Фрагмент для чтения:
╔══

В том же году к следствию были привлечены Преображенский капитан Николай Озеров и его друзья — бывший лейб-компанец Василий Панов, отставные офицеры Ипполит Степанов, Никита Жилин и Илья Афанасьев. «Прямые сыны отечества» (так называли себя приятели) не просто ругали императрицу, а были возмущены тем, что не выполнены «разные в пользу отечества обещании, для которых и возведена на престол». Заговорщики планировали возвести на престол Павла, рассчитывая на то, что при нём земли дворянам раздадут «безденежно» и ликвидируют откупа, поскольку «винный промысел самый дворянский». Екатерину же они намеревались заточить в монастырь; а если бы она пыталась вырваться оттуда, «во избежание того дать выпить кубок». Озеров накануне ареста даже успел приготовить план Летнего дворца.
В июне 1772 года обнаружились замыслы группы Преображенских солдат-дворян во главе с капралом Матвеем Оловянниковым. Тот считал возможным уничтожить наследника и обвинить в этом императрицу с целью оправдания её убийства, а затем самому занять трон: «А что же хотя и меня!» Своих друзей, из которых не все «умели грамоте», капрал заранее производил в генерал-прокуроры и фельдмаршалы. Оловянников был лишён дворянства, выпорот кнутом на плацу перед полком, заклеймён буквой «3» (злодей) и отправлен в Нерчинск на каторгу; его сообщников сослали в сибирские гарнизоны. Екатерина не смогла сдержать удивления: «Я прочла все сии бумаги и удивляюсь, что такие молодые ребятки стали в такие беспутные дела; Селехов старшей и таму 22 года...» Едва ли самодержице пришло в голову, что дерзость юных солдат была побочным результатом её собственных действий по захвату власти.
Первые реформы и крестьянский бунт
Екатерина II вступила на престол относительно молодой, уверенной в том, что на новом поприще ей предстоят великие дела.

╚══

Сохранённые записи данных
╔══

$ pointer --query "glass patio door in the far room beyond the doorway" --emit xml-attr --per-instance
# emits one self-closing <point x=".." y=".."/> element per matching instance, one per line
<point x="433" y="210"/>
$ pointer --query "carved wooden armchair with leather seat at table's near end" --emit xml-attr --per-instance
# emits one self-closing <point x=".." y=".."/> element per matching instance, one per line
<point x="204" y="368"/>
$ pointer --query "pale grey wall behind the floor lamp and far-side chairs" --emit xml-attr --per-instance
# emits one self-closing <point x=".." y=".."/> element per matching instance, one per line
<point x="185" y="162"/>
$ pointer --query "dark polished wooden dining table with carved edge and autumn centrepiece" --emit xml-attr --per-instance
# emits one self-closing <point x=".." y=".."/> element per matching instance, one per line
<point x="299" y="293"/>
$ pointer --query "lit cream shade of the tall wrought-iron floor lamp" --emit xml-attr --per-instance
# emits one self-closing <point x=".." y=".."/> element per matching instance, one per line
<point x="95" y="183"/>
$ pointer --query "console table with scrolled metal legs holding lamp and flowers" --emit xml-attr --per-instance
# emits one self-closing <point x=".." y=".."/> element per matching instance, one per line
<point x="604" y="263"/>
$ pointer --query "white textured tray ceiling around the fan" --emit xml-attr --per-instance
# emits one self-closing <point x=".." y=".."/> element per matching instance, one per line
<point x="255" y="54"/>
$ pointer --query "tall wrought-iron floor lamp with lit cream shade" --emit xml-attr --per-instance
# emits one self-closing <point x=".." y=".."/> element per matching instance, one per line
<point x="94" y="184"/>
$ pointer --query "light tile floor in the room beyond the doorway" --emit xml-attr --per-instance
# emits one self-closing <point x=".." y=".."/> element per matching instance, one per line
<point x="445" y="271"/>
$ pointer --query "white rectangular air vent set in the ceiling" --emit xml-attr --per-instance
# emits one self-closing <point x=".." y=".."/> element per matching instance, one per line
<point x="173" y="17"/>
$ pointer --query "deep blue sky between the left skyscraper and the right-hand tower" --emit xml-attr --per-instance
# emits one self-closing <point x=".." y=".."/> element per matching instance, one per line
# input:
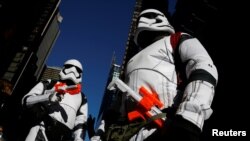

╚══

Требуемое действие A: Куда, согласно фрагменту для чтения, отправили на каторгу капрала Оловянникова?
Требуемое действие B: Перепишите отрывок из фрагмента для чтения, начиная со слов "Первые реформы и" и далее до слов "предстоят великие дела.", поменяв "великие дела" на "важные дела".

Ожидаемый ответ A: В Нерчинск.

Ожидаемый ответ B:
Первые реформы и крестьянский бунт
Екатерина II вступила на престол относительно молодой, уверенной в том, что на новом поприще ей предстоят важные дела.